Task to complete
Print every line of the records below unchanged, but leave out the pictures.

Information given

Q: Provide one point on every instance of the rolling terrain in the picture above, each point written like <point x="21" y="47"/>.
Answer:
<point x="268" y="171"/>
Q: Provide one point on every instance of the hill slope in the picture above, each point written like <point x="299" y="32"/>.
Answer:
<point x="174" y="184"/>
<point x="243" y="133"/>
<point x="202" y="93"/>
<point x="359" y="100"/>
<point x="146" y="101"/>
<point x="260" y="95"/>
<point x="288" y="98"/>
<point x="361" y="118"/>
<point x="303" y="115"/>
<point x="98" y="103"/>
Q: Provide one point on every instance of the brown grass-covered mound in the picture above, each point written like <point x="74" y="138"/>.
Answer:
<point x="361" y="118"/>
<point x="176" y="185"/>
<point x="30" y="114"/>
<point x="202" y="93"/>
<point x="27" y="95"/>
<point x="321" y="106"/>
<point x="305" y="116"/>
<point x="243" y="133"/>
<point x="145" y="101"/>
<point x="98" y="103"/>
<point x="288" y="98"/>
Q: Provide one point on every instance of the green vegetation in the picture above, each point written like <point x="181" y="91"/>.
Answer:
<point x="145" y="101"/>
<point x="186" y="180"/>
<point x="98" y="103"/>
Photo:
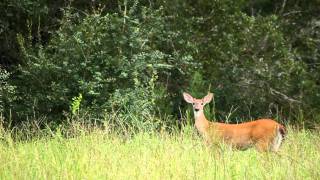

Finished answer
Q: Provide one point on every instance of the rolling terrain in the picture above, each point written like <point x="21" y="47"/>.
Answer:
<point x="268" y="171"/>
Q: Provide one point on every instance of the hill slope in the picture above, each point written like <point x="299" y="32"/>.
Answer:
<point x="174" y="184"/>
<point x="243" y="133"/>
<point x="202" y="93"/>
<point x="359" y="100"/>
<point x="146" y="101"/>
<point x="260" y="95"/>
<point x="288" y="98"/>
<point x="361" y="118"/>
<point x="303" y="115"/>
<point x="98" y="103"/>
Q: Provide one point on every instance of the brown grass-covered mound in the picture above, each point written like <point x="74" y="138"/>.
Answer:
<point x="361" y="118"/>
<point x="176" y="185"/>
<point x="30" y="114"/>
<point x="202" y="93"/>
<point x="27" y="95"/>
<point x="321" y="106"/>
<point x="305" y="116"/>
<point x="243" y="133"/>
<point x="145" y="101"/>
<point x="98" y="103"/>
<point x="288" y="98"/>
Q: Provide one point on every instance of the green vegetation in the picture above, each point written like <point x="181" y="91"/>.
Answer:
<point x="145" y="101"/>
<point x="186" y="180"/>
<point x="98" y="103"/>
Photo:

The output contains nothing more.